### Document text
By Posted on 4 m read

Christmas is a time of indulgence, with crispy roast potatoes, juicy pigs in blankets, and boxes of moreish chocolates. You probably have your favourite tried-and-tested festive recipes to follow too, with lots of us following family traditions of making dishes in particular ways. But how about trying a new festive recipe this time round?

Clear your fridge freezer out to make room for your festive treats (wouldn’t it be handy to have a big Fisher & Paykel fridge at this time of year?), then roll up your sleeves to do a spot of Christmas cooking…

Cranberry sauce

Cranberry sauce out of a jar is absolutely fine, but once you’ve made your own, you’ll never go back. This recipe is just sweet enough, with plenty of depth of flavour and lots of zing:

Ingredients:

75g light brown soft sugar

250g fresh cranberries

1 orange, peeled and chopped

½ teaspoon mixed spice

A pinch of freshly grated nutmeg

A splash of port

Method:

Blend all of the ingredients together in a food processor until smooth. Taste, adding a little more sugar if you’d prefer it to be sweeter. Serve it cool, or as Nigel Slater suggests, gently heat it through and devour it warm alongside your roast turkey.

Mince pies

If there’s one thing that’s a whole more delicious when it’s homemade, it’s a mince pie. This recipe makes a batch of buttery, lightly spiced mince pies – perfect with a cup of tea or with a small glass of sherry on Christmas Eve:

Ingredients:

500g strong plain flour (and a little extra for dusting)

175g icing sugar

375g cold butter cut into cubes

Zest and juice of 1 large orange

500g mincemeat

1 egg, beaten

Method:

Heat your oven to 190C/170F/gas mark 5. In a food processor, combine the flour, icing sugar and butter until it forms fine crumbs. While the blade is running, add the zest and 3 tablespoons of orange juice. This will form clumps – add a little more of the orange juice to bring the pastry together.

Press the pastry into a ball, then chill it in the fridge for 30 minutes or until firm. Roll out the pastry on a lightly floured surface until it is the thickness of a £1 coin. Cut 12 circles using a pastry cutter and lightly press each into a non-stick bun tin.

Re-roll the trimmings and stamp out 12 stars for the top – they should be just large enough for the points of the starts to touch the outer edge of the pastry cases.

Fill each round with 1 tablespoon of mincemeat, then lightly press a pastry star onto the top of each. Take care not to overfill the mince pies. Brush the top with egg and bake for 15 – 20 minutes until golden and crisp.

Festive cherry trifle

After a large Christmas dinner (and perhaps a second helping of roast potatoes), you’ll want a dessert that feels indulgent yet refreshing. This cherry trifle is exactly that – reduce the amount of cherry jam if you’d like it to be a little more tart, and see if you can resist dipping a spoon in it every time you walk past the fridge…

Ingredients:
450g cherries, de-stoned (reserve a few whole cherries for the top)

### Provided information
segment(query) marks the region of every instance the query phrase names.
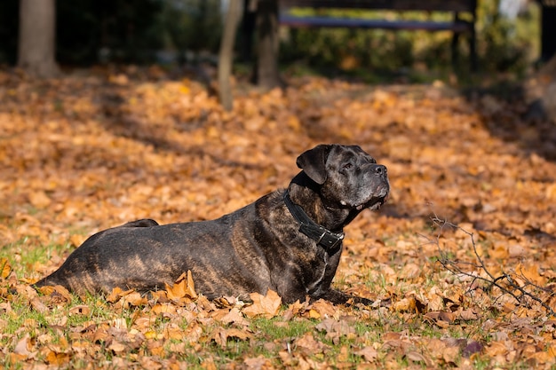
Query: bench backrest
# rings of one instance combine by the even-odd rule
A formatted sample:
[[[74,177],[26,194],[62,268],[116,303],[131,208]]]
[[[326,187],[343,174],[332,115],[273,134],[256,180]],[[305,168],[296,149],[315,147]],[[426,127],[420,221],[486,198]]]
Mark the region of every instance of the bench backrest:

### Your goal
In the Christmas recipes text, how long should the mince pie pastry be chilled in the fridge?

### Task response
30 minutes, or until firm.